*** Opening Study material ***

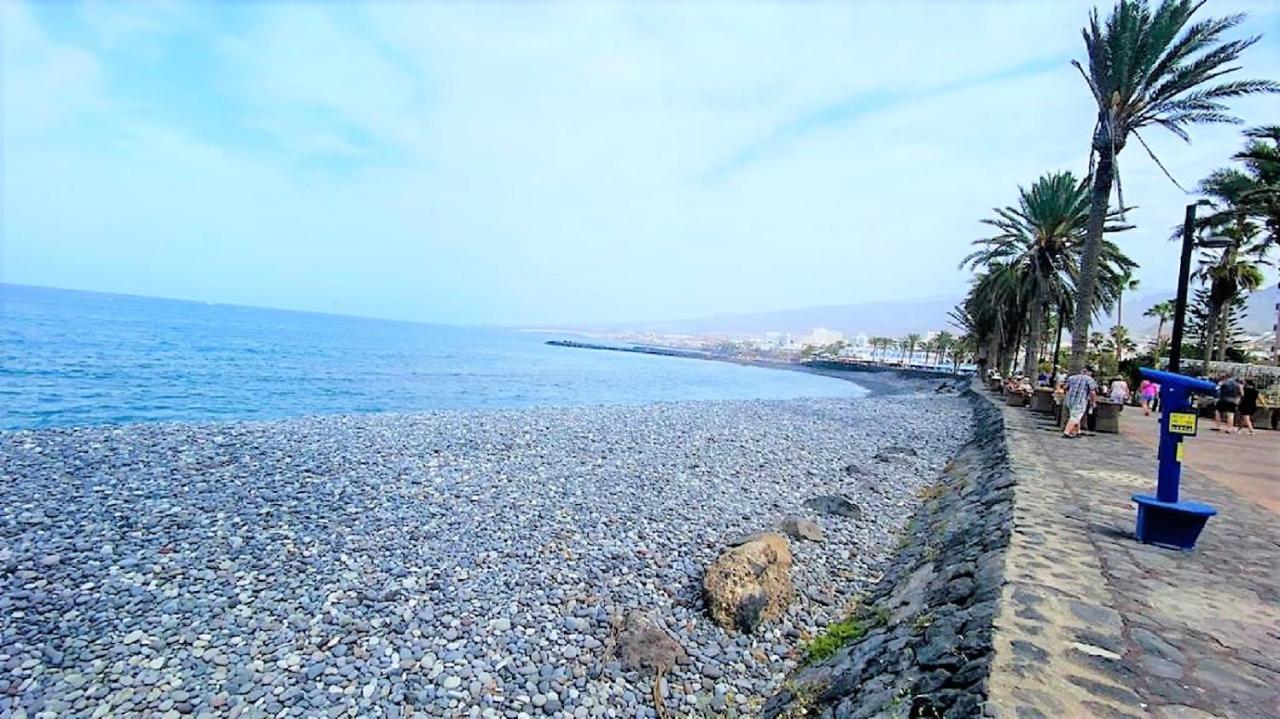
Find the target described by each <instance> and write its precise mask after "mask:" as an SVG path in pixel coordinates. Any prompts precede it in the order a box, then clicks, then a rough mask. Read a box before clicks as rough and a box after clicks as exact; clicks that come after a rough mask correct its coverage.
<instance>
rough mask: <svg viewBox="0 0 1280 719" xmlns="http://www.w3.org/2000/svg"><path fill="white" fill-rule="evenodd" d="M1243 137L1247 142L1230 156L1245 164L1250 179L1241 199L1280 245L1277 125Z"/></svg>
mask: <svg viewBox="0 0 1280 719" xmlns="http://www.w3.org/2000/svg"><path fill="white" fill-rule="evenodd" d="M1244 136H1245V137H1248V138H1251V139H1249V143H1248V145H1247V146H1245V147H1244V150H1243V151H1240V152H1236V154H1235V155H1234V156H1233V157H1231V159H1233V160H1239V161H1240V162H1244V169H1245V173H1247V174H1248V177H1249V178H1251V180H1252V183H1251V184H1252V186H1251V187H1249V188H1248V189H1247V191H1245V193H1244V196H1243V197H1242V200H1243V201H1244V202H1245V203H1247V205H1248V206H1249V212H1251V215H1253V216H1254V217H1257V219H1258V220H1261V221H1262V223H1263V224H1265V225H1266V226H1267V233H1268V234H1270V235H1271V242H1274V243H1276V244H1280V125H1265V127H1258V128H1251V129H1247V130H1244Z"/></svg>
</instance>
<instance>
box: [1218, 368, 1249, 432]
mask: <svg viewBox="0 0 1280 719" xmlns="http://www.w3.org/2000/svg"><path fill="white" fill-rule="evenodd" d="M1260 398H1261V394H1260V393H1258V386H1257V384H1254V381H1253V380H1251V379H1248V377H1245V379H1243V380H1238V379H1235V377H1233V376H1231V375H1221V376H1219V377H1217V402H1216V404H1215V407H1213V409H1215V411H1216V413H1217V426H1216V427H1213V429H1216V430H1219V431H1222V432H1229V434H1239V432H1240V427H1238V426H1235V417H1236V416H1239V417H1240V423H1242V425H1244V429H1245V430H1248V431H1249V434H1251V435H1252V434H1254V431H1253V413H1254V412H1257V411H1258V402H1260Z"/></svg>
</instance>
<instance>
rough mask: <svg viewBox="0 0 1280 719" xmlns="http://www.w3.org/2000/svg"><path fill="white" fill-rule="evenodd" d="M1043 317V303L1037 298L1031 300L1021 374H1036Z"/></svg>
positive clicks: (1026, 374) (1043, 303)
mask: <svg viewBox="0 0 1280 719" xmlns="http://www.w3.org/2000/svg"><path fill="white" fill-rule="evenodd" d="M1043 319H1044V303H1043V302H1041V301H1039V299H1038V298H1037V299H1033V301H1032V316H1030V320H1029V324H1028V328H1027V353H1025V354H1024V356H1023V374H1024V375H1027V376H1028V377H1034V376H1036V354H1037V351H1038V349H1039V336H1041V322H1042V321H1043Z"/></svg>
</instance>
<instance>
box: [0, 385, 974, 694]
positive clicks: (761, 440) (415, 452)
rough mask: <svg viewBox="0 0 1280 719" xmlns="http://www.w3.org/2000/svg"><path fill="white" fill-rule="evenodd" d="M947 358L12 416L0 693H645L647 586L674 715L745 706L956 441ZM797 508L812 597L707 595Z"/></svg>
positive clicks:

*** Closing Study material ***

**Exercise brief:**
Leaving the pictures out, output the material exactly as it appears.

**Response:**
Find the target described by each <instance> and write its precise mask after "mask:" as an SVG path in pixel coordinates. Any prompts precede it in the order a box, then clicks, then a rough mask. Read a box before clicks as rough and a box after clicks as exact; clicks that come after a rough mask correct its coverage.
<instance>
rough mask: <svg viewBox="0 0 1280 719" xmlns="http://www.w3.org/2000/svg"><path fill="white" fill-rule="evenodd" d="M1243 137L1247 142L1230 156L1245 164L1250 179L1241 199L1280 245L1277 125Z"/></svg>
mask: <svg viewBox="0 0 1280 719" xmlns="http://www.w3.org/2000/svg"><path fill="white" fill-rule="evenodd" d="M1244 136H1245V137H1248V138H1251V139H1249V143H1248V145H1247V146H1245V147H1244V150H1243V151H1240V152H1236V154H1235V155H1234V156H1233V157H1231V159H1233V160H1239V161H1240V162H1244V169H1245V173H1247V174H1248V177H1249V178H1251V180H1252V183H1251V184H1252V186H1251V187H1249V188H1248V189H1247V191H1245V193H1244V196H1243V197H1242V200H1243V201H1244V202H1245V203H1247V205H1248V206H1249V212H1251V215H1253V216H1254V217H1257V219H1258V220H1261V221H1262V223H1263V224H1265V225H1266V226H1267V233H1268V234H1270V235H1271V242H1274V243H1276V244H1280V125H1265V127H1258V128H1251V129H1247V130H1244Z"/></svg>
</instance>
<instance>
box: [1218, 368, 1249, 432]
mask: <svg viewBox="0 0 1280 719" xmlns="http://www.w3.org/2000/svg"><path fill="white" fill-rule="evenodd" d="M1260 398H1261V394H1260V393H1258V386H1257V384H1254V381H1253V380H1251V379H1248V377H1245V379H1243V380H1238V379H1235V377H1233V376H1231V375H1221V376H1219V377H1217V402H1216V404H1215V407H1213V409H1215V411H1216V413H1217V426H1216V427H1213V429H1216V430H1219V431H1222V432H1229V434H1239V432H1240V427H1238V426H1235V417H1236V416H1239V417H1240V423H1242V425H1244V429H1245V430H1248V431H1249V434H1251V435H1252V434H1254V431H1253V413H1254V412H1257V411H1258V402H1260Z"/></svg>
</instance>
<instance>
rough mask: <svg viewBox="0 0 1280 719" xmlns="http://www.w3.org/2000/svg"><path fill="white" fill-rule="evenodd" d="M1043 317V303L1037 298L1031 300L1021 374H1036Z"/></svg>
positive clicks: (1026, 374) (1043, 303)
mask: <svg viewBox="0 0 1280 719" xmlns="http://www.w3.org/2000/svg"><path fill="white" fill-rule="evenodd" d="M1043 319H1044V303H1043V302H1041V301H1039V299H1038V298H1037V299H1033V301H1032V316H1030V320H1029V324H1028V328H1027V353H1025V354H1024V356H1023V374H1024V375H1027V376H1028V377H1034V376H1036V354H1037V351H1038V349H1039V336H1041V322H1042V321H1043Z"/></svg>
</instance>
<instance>
box: [0, 385, 974, 694]
positive clicks: (761, 440) (415, 452)
rough mask: <svg viewBox="0 0 1280 719" xmlns="http://www.w3.org/2000/svg"><path fill="white" fill-rule="evenodd" d="M947 358L12 416L0 693H645L647 586L674 715L745 706L956 441ZM797 508L812 597L707 595Z"/></svg>
positive clicks:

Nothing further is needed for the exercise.